Stored entries
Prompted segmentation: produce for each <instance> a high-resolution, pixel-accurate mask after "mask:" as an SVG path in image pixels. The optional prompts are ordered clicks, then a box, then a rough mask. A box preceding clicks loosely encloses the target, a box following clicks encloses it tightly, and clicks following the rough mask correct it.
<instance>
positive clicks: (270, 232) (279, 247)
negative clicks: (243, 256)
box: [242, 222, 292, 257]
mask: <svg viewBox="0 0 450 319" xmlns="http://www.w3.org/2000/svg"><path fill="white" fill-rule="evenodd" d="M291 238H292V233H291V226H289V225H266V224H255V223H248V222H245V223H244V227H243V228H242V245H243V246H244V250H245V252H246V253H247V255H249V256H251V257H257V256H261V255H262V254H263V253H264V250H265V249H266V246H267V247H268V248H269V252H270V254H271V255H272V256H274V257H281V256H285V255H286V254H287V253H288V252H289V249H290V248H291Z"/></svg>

→ **Directions**:
Return the material above line for line, without changing a single character.

→ **Response box**:
Prompted segmentation: produce for each <instance> a high-resolution, pixel-accurate mask after "mask:" as an SVG path in image pixels. The optional prompts are ordered clicks, then a box, then a rough mask. A box preceding clicks loosely encloses the target, a box following clicks encloses it tightly, and clicks following the rough mask correct it.
<instance>
positive clicks: (270, 232) (279, 247)
negative clicks: (243, 256)
box: [242, 222, 292, 257]
mask: <svg viewBox="0 0 450 319" xmlns="http://www.w3.org/2000/svg"><path fill="white" fill-rule="evenodd" d="M291 238H292V233H291V226H289V225H266V224H255V223H248V222H245V223H244V227H243V228H242V245H243V246H244V250H245V252H246V253H247V255H249V256H251V257H257V256H261V255H262V254H263V253H264V250H265V249H266V246H267V247H268V248H269V252H270V254H271V255H272V256H274V257H281V256H285V255H286V254H287V253H288V252H289V249H290V248H291Z"/></svg>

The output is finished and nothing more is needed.